#### GEZEIGTER TEXTAUSZUG:
------------------------------------------------
Damit die Passagiere schneller Ansprechpartner finden und etwa Hilfe bei der Bedienung der Fahrkartenautomaten bekommen, seien 20 weitere Mitarbeiter abgestellt worden – insgesamt kümmern sich nun 60 Helfer um die Bahnfahrer. Damit ging die Bahn auf die häufige Kritik der Kunden ein. Und: Die Tiefgarage ist dank automatischer Türöffner nun auch für Behinderte gut erreichbar. Sieberts Fazit: Der Hauptbahnhof sei „ein Kronjuwel“ und ein „Verkehrsknotenpunkt für Berlin“. Auf Letzteres sei er „ganz besonders stolz“.
------------------------------------------------
#### EINTRÄGE:
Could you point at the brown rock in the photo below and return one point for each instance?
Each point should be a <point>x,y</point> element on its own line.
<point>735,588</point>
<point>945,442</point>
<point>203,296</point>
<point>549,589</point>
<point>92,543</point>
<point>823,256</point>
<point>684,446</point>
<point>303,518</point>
------------------------------------------------
#### AUFGABENSTELLUNG:
Beantworte diese Fragen zum Textauszug über den Berliner Hauptbahnhof:
1. Wie viele Helfer kümmern sich nun insgesamt um die Bahnfahrer?
2. Wodurch ist die Tiefgarage jetzt auch für Behinderte gut erreichbar?
3. Auf welche Bezeichnung des Hauptbahnhofs ist Siebert „ganz besonders stolz“?

#### VOLLSTÄNDIGE ANTWORT:
1. Insgesamt 60 Helfer.
2. Durch automatische Türöffner.
3. Auf die Bezeichnung „Verkehrsknotenpunkt für Berlin“.